**TASK REQUIREMENTS**
Count the lines in the records below that contain the string "Query", matching case exactly. Reply with the number alone.

[start of THE INPUT]

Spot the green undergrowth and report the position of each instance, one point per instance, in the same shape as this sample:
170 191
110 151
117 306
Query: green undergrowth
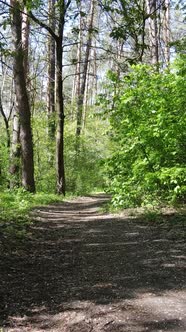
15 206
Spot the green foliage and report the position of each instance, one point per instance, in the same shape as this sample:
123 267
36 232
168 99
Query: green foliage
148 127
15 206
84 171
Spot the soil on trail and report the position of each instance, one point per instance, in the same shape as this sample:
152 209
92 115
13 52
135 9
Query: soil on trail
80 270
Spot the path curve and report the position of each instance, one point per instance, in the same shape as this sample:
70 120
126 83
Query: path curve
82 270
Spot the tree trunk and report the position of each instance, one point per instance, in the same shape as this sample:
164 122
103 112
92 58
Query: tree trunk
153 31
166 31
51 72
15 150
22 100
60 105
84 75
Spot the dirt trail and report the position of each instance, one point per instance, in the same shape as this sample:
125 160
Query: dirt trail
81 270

[end of THE INPUT]
[start of THE INPUT]

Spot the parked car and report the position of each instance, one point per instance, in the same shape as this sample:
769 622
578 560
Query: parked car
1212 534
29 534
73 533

[end of THE INPUT]
[start of THE INPUT]

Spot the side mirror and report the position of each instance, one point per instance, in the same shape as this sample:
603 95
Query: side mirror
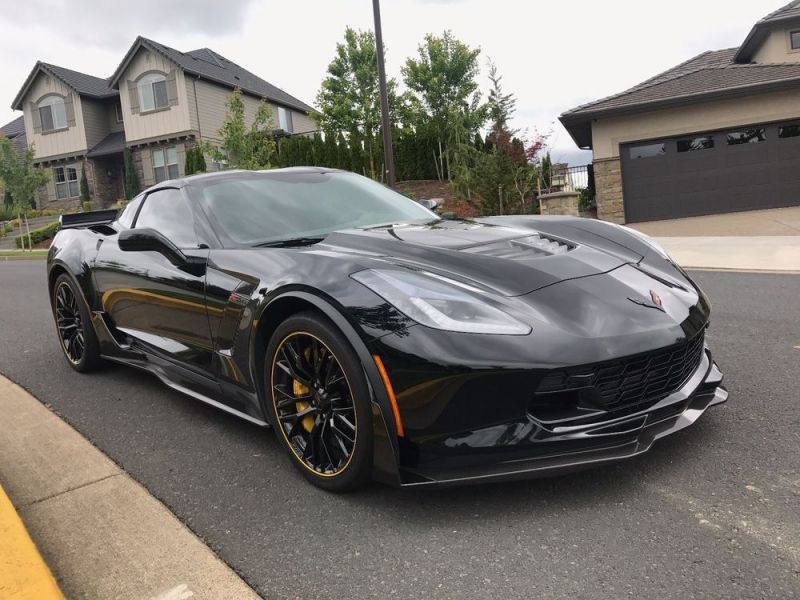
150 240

[end of THE INPUT]

**EXERCISE ANSWER**
8